Saturday 4 August 2018

LATE ALHAJI BABATUNDE JOSE: Death and Theodicy Revisited By Ibrahim Babatunde Jose ll



Of all mankind’s ostensibly insoluble problems, the question of death has been the most vexing. Most faiths have turned death into the main source of meaning in life. The theme of the most ancient myths to come down to us is that of King Gilgamesh of Uruk in ancient Sumeria. Gilgamesh once set out to find how to defeat death, he travelled to the end of the universe but returned empty handed and resigned to the fact that when man was created, death was set as man’s inevitable destiny. So let it be with Alhaji Jose.
The sad end of righteous men has also been a matter of great concern to discerning minds. It often brings to mind the age old question: Why does God allow suffering? Theodicy attempts to explain why a perfectly good, almighty, and all-knowing God permits suffering. The term literally means “justifying God.” Suffice to say; neither that late Alhaji Jose nor those close to him could have conjectured any reason why a righteous man would suffer untold pain and afflictions that would see him waste away till death added the coup de grace.
Alhaji Jose was not a prince, but a righteous man, a compassionate and God fearing person who devoted most of his life to serving man and his creator. However, towards the end of his life, his health was challenged so brutally that it left us asking, why a righteous man should suffer such ill health. It is always said that God has a way of testing his dear ones, but that of Alhaji Jose was of Jobian proportion. On several occasions we wondered what manner of affliction it was. Some said it was a sudden ‘loss of vitality’, a syndrome that is accompanied by aches and pains, digestion and bowel disorders, brain fog, or inability to concentrate, easy exhaustion, unexplained extreme fatigue, decreased ability to perform work or participate in social, educational and personal activities, decreased ability to multi-task, chronic low-grade fever, forgetfulness and difficulty with short term memory, headaches, recurring infections, insomnia, tender lymph nodes, joint pain unrelated to injury or trauma, without swelling or redness, muscle pain and stiffness, poor sleep, feeling unrefreshed, increased thirst, chronic or frequent sore throats and weight loss.
It is said that most patients have a unique combination of these symptoms, which can significantly diminish a person’s quality of life, and in severe cases can inhibit a person from being able to carry out basic daily life functions. This last symptom was most depressing as it affected not only Baba’s locomotion but also his desire and ability to serve his God and observe the common daily prayers. In the end, a man who had prayed, fasted and obeyed the five pillars of Islam laid comatose and unable to perform any of those precepts. Like a ship that hit the sand bar, Baba was helpless and had to be assisted to perform almost all the basic functions. He spent most of the time either propped up in bed or on the wheelchair. We once thought of wheeling him to the mosque in the house for his daily prayers, but it was a futile exercise as he just sat there, oblivious to the environment of the mosque.

- _What to work on_: Continue the tribute to Alhaji Babatunde Jose, picking up after its last sentence about wheeling him to the mosque in the house.

- _Entries provided_:
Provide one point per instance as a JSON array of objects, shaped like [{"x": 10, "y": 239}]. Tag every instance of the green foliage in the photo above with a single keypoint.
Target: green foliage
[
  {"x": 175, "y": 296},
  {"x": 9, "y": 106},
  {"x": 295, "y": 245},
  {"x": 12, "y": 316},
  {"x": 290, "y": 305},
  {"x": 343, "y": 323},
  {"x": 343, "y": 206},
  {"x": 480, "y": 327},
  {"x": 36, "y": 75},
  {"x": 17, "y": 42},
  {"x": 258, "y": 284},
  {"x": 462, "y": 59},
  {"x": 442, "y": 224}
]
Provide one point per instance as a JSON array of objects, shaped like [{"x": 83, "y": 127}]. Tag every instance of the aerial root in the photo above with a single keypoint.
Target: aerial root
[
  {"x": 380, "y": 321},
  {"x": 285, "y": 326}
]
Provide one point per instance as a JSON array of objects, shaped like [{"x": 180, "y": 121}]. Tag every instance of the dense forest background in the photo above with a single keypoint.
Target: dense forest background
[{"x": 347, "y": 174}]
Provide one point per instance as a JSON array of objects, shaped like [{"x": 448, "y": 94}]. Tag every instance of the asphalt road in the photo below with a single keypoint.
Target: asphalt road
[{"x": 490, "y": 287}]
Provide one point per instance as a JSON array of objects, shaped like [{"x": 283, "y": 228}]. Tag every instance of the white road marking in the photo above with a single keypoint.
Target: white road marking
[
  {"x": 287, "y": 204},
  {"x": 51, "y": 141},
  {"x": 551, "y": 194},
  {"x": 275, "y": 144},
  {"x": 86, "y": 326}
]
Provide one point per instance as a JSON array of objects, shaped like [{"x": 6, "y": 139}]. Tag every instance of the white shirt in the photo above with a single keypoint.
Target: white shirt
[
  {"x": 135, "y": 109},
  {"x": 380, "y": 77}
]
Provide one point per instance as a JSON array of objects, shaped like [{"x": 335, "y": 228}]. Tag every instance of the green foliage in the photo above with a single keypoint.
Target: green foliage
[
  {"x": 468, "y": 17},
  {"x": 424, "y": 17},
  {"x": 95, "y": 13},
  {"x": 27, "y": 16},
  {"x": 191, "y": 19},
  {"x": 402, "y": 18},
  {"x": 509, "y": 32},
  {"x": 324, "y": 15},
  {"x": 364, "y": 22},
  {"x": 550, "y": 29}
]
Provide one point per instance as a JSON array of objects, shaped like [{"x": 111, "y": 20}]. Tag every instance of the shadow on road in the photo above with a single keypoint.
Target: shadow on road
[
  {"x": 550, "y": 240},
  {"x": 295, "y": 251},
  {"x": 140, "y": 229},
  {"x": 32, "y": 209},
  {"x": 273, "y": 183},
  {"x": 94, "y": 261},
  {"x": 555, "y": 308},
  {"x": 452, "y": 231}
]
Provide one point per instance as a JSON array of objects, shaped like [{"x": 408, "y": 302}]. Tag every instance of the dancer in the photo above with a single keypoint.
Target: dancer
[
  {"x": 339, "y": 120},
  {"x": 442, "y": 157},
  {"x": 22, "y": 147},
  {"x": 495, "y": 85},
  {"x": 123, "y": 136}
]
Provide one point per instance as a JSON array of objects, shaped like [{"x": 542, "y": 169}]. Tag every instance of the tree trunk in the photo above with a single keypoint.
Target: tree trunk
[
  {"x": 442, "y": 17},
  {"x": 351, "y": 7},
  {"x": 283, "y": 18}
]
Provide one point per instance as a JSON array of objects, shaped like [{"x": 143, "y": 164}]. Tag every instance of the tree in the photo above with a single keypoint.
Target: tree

- _Your response_:
He would stay for hours without acknowledging the presence of his visitor, only for him to sometimes regain lucidity when the visitor was about leaving. And yet he refused to travel abroad for treatment for fear of ‘going as a passenger and returning as cargo’.
His end, like that of many others serve as a lesson to us all about the mortality of man and the need to do good while we are still able, because a day would come when we would be alive, like one who has died, a day when we would not be able to move our limbs, a day when we would not be able to eat or drink, a day when we would be assisted to stand or sit. We should remember a day when we would become as helpless as a  day-old child, when we would not have control over the clothes we wear, nor the food we are fed nor the bed we would sleep on. We would be at the mercy of care-givers. We should pray not to be put to a test which we cannot bear. At the end of it all, death must come. Mutua ba magani, no medicine against death.
There is no doubt, medical science will overcome many of these intractable health challenges and the likes of Alhaji Jose would live much longer on this side of the divide.
We remember the day ten years ago. August 2nd 2008 was like no other Saturday. It was the day hell was let loose on the city of Lagos; a day when even pedestrians did not know which direction they were heading to and motorists were in a dilemma as to how to manoeuvre out of the traffic quagmire of that day. There was pandemonium on the roads as the Third Mainland Bridge; the longest bridge in the metropolis was closed to traffic for needed repairs. Yet, this was the day Alhaji Babatunde José, erstwhile doyen of modern Nigerian journalism, chose to die and be buried. It would be a Saturday to be tattooed in the memories of all; a day when the ‘proverbial Devil decided to drink water’. "When beggars die there are no comets seen; the heavens themselves blaze forth the death of princes." 
But as a righteous man, when the end came, though he could not voice it out, there is no doubt, he would have been saying: Say: Truly my prayer and my service of sacrifice, my life and my death, are all for Allah, the Cherisher of the Worlds”. (Holy Quran 8:162)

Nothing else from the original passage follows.